■ WRITTEN TASK 1:
Format the rows as a numbered list, starting with the line that contains "Per instance of the man's white" and continuing through the end of the rows, both ends included. Omit blank lines.

■ EXCERPTED PASSAGE:
+ + + + + + +
# Tips/advice on how to enjoy alone time?



## JenN2791 (Aug 21, 2011)

The issue with me is that, when I am not talking to certain people, I feel like I don't know what to do with myself. Like the guy I'm seeing, I sure as hell admit I have wasted a lot of my time waiting for him to get back to my messages and whatnot when I should really be doing something more productive that I know I should be doing (or could be doing), like homework.. watch a movie, etc. The problem is, I seem to have trouble concentrating on just that. I seem to just naturally resort to sitting around all day waiting for a response back, and if I don't get any, I start flipping out thinking maybe I'm not worth talking to, etc. when I know he's got things going on on his end (he has a big family), including homework or just needed alone time since we used to talk a whole lot until life got in the way more.

So my question is.. how in the world can I gradually get used to using my time more wisely? Maybe it seem real easy to just turn on the TV and start watching a movie I may find interesting, but my mind is always wrapped around "When the hell am I going to get a response back?" then I keep checking my phone and laptop *sighs*

I know we all have to balance everything in our life, but I seem to dedicate so much of my energy, feelings, my world to him that it's becoming rather unhealthy :\

Any great advice is very well appreciated, everyone


----------



## broseph (Jan 18, 2010)

Well I wouldn't really say that watching TV is productive. Would it be fair to say that the reason you're so focused on him is because he's your only real social connection? If so I think the best thing to do would be to develop your social life so that you're not dependent on one person to fulfill your need for connection. Maybe go volunteer somewhere.


----------



## JenN2791 (Aug 21, 2011)

broseph said:


> Well I wouldn't really say that watching TV is productive. Would it be fair to say that the reason you're so focused on him is because he's your only real social connection? If so I think the best thing to do would be to develop your social life so that you're not dependent on one person to fulfill your need for connection. Maybe go volunteer somewhere.


Well, that sure makes a whole lot of sense to me now. You're right ya, he is basically my only real social connection. I have a friend who I hang out from time to time too, but I don't see her much either because she's really busy. Other than that, I actually never hang out with anyone at all unless it's with her or the guy I'm seeing...

I guess I should try giving up this fear that I have that I probably come off as annoying when I offer to hang out with so-and-so. Honestly, the reason why I've felt more comfortable hanging with these same 2 people is because... I know most of the time they don't turn me down. Now.. that sounds horrible o_o Guess it can get to the point where I'm suffocating them :\


----------



## broseph (Jan 18, 2010)

Alright so there's always two ways at looking at things. Don't see it as trying to get rid of a fear of being annoying. If you do it that way you'll always be focusing on the fear and that's all you'll see. Look at it in terms of offering to help other people to be more comfortable. That way you imply that you're comfortable and people will be more likely to want to spend time with you. If someone turns you down it'll probably be just because they're busy.


----------



## ThrashtilDeath (Mar 21, 2009)

1. Take clothes off
2. ???
3. Profit


----------



## Kailei (Mar 31, 2012)

okies, there's several ways to approach this..
try and develop more of a social connection between people. More friends if possible. 

sounds like possible fear of rejection, or even a social/scared issue? (don't know the terms to describe that)
+ + + + + + +
■ RECORDS FOR THE TASK:
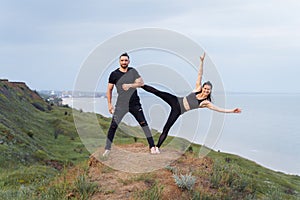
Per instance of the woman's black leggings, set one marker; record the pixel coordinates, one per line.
(172, 100)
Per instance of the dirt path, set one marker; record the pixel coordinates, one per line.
(136, 158)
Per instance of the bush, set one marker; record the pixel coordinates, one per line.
(185, 181)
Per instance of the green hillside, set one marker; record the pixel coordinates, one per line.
(42, 157)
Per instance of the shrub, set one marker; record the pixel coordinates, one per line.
(185, 181)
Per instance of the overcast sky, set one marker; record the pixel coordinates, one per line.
(254, 44)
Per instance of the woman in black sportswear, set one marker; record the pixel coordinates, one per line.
(200, 97)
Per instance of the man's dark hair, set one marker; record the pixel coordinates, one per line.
(124, 54)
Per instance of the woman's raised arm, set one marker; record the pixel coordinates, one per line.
(200, 73)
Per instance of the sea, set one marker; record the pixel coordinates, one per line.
(266, 132)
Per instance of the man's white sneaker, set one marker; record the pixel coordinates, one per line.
(106, 153)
+ + + + + + +
■ WRITTEN TASK 2:
In the thread on enjoying alone time, what specific activity does broseph suggest at the end of his first reply?

■ CORRECT ANSWER 1:
1. Per instance of the man's white sneaker, set one marker; record the pixel coordinates, one per line.
2. (106, 153)

■ CORRECT ANSWER 2:
He suggests going to volunteer somewhere.